| SOURCE DOCUMENT |
________

LLM-Ensemble: Optimal Large Language Model Ensemble Method for E-commerce Product Attribute Value Extraction

Product attribute value extraction is a pivotal component in Natural Language Processing (NLP) and the contemporary e-commerce industry. The provision of precise product attribute values is fundamental in ensuring high-quality recommendations and enhancing customer satisfaction. The recently emerging Large Language Models (LLMs) have demonstrated state-of-the-art performance in numerous attribute extraction tasks, without the need for domain-specific training data. Nevertheless, varying strengths and weaknesses are exhibited by different LLMs due to the diversity in data, architectures, and hyperparameters. This variation makes them complementary to each other, with no single LLM dominating all others. Considering the diverse strengths and weaknesses of LLMs, it becomes necessary to develop an ensemble method that leverages their complementary potentials. In this paper, we propose a novel algorithm called LLM-ensemble to ensemble different LLMs' outputs for attribute value extraction. We iteratively learn the weights for different LLMs to aggregate the labels with weights to predict the final attribute value. Not only can our proposed method be proven theoretically optimal, but it also ensures efficient computation, fast convergence, and safe deployment. We have also conducted extensive experiments with various state-of-the-art LLMs, including Llama2-13B, Llama2-70B, PaLM-2, GPT-3.5, and GPT-4, on Walmart's internal data. Our offline metrics demonstrate that the LLM-ensemble method outperforms all the state-of-the-art single LLMs on Walmart's internal dataset. This method has been launched in several production models, leading to improved Gross Merchandise Volume (GMV), Click-Through Rate (CTR), Conversion Rate (CVR), and Add-to-Cart Rate (ATC).

翻译：产品属性值提取是自然语言处理（NLP）及当代电子商务行业中的关键组成部分。提供精确的产品属性值对于确保高质量的推荐和提升客户满意度至关重要。近期兴起的大语言模型（LLMs）已在众多属性提取任务中展现出最先进的性能，且无需领域特定的训练数据。然而，由于数据、架构和超参数的多样性，不同的大语言模型展现出各异的优势与不足。这种差异性使得它们彼此互补，没有单一的大语言模型能在所有方面都占据主导地位。考虑到大语言模型多样化的优缺点，开发一种能够利用其互补潜力的集成方法变得十分必要。本文提出了一种名为LLM-ensemble的新颖算法，用于集成不同大语言模型的输出以进行属性值提取。我们通过迭代学习为不同的大语言模型分配权重，从而以加权方式聚合标签来预测最终的属性值。我们提出的方法不仅在理论上可证明是最优的，而且确保了高效的计算、快速的收敛以及安全的部署。我们还在沃尔玛的内部数据上，使用包括Llama2-13B、Llama2-70B、PaLM-2、GPT-3.5和GPT-4在内的多种最先进的大语言模型进行了广泛的实验。我们的离线指标表明，在沃尔玛的内部数据集上，LLM-ensemble方法的性能超越了所有最先进的单一大型语言模型。该方法已在多个生产模型中上线，有效提升了商品交易总额（GMV）、点击率（CTR）、转化率（CVR）以及加购率（ATC）。

________

| EXERCISE INSTRUCTIONS |
Copy the part of the LLM-ensemble abstract that begins with the words "翻译：产品属性值提取是自然语" and ends after the words "VR）以及加购率（ATC）。".

| DATASET CONTENT |
________

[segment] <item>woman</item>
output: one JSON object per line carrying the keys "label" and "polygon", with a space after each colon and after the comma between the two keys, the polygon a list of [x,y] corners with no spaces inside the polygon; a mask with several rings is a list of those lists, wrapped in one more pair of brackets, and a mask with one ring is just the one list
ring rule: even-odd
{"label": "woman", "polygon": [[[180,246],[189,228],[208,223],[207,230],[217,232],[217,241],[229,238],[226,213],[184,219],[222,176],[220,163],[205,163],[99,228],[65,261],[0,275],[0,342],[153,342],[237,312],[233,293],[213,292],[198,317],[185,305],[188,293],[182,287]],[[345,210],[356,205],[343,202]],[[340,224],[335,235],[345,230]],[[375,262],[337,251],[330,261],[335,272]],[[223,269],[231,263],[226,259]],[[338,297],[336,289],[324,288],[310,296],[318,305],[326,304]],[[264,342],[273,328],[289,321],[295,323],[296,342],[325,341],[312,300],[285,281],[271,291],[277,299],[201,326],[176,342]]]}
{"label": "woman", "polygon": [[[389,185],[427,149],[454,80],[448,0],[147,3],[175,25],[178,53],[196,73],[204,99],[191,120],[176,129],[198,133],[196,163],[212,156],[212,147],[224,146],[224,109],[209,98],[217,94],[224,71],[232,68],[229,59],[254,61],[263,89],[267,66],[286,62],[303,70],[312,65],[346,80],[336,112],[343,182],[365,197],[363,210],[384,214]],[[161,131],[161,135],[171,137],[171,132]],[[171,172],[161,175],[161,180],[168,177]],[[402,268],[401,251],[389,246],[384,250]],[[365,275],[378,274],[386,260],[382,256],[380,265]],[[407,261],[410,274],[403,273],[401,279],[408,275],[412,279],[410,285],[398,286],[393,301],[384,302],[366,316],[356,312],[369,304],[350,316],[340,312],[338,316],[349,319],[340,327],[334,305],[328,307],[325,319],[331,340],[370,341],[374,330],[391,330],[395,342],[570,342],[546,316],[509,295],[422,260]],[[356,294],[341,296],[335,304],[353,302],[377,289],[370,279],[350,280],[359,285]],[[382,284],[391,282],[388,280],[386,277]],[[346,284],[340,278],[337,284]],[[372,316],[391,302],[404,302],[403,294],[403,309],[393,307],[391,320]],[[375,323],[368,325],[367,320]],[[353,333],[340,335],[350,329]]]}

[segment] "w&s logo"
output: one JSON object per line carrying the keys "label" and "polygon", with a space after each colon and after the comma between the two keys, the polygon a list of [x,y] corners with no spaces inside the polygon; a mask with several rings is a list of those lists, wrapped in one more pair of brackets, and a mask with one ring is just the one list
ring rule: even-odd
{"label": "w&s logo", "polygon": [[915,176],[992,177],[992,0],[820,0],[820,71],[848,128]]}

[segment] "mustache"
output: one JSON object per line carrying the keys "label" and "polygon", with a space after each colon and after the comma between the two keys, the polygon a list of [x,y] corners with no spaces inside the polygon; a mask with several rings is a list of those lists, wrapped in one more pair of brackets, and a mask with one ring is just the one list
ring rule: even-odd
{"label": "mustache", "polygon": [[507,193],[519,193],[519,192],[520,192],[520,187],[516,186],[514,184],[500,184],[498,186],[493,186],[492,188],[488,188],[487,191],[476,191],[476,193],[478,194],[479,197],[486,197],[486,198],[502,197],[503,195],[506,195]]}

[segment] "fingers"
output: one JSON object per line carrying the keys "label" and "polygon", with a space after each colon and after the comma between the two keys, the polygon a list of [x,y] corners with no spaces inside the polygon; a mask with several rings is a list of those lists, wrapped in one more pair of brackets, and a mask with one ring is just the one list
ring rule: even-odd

________

| ANSWER SECTION |
翻译：产品属性值提取是自然语言处理（NLP）及当代电子商务行业中的关键组成部分。提供精确的产品属性值对于确保高质量的推荐和提升客户满意度至关重要。近期兴起的大语言模型（LLMs）已在众多属性提取任务中展现出最先进的性能，且无需领域特定的训练数据。然而，由于数据、架构和超参数的多样性，不同的大语言模型展现出各异的优势与不足。这种差异性使得它们彼此互补，没有单一的大语言模型能在所有方面都占据主导地位。考虑到大语言模型多样化的优缺点，开发一种能够利用其互补潜力的集成方法变得十分必要。本文提出了一种名为LLM-ensemble的新颖算法，用于集成不同大语言模型的输出以进行属性值提取。我们通过迭代学习为不同的大语言模型分配权重，从而以加权方式聚合标签来预测最终的属性值。我们提出的方法不仅在理论上可证明是最优的，而且确保了高效的计算、快速的收敛以及安全的部署。我们还在沃尔玛的内部数据上，使用包括Llama2-13B、Llama2-70B、PaLM-2、GPT-3.5和GPT-4在内的多种最先进的大语言模型进行了广泛的实验。我们的离线指标表明，在沃尔玛的内部数据集上，LLM-ensemble方法的性能超越了所有最先进的单一大型语言模型。该方法已在多个生产模型中上线，有效提升了商品交易总额（GMV）、点击率（CTR）、转化率（CVR）以及加购率（ATC）。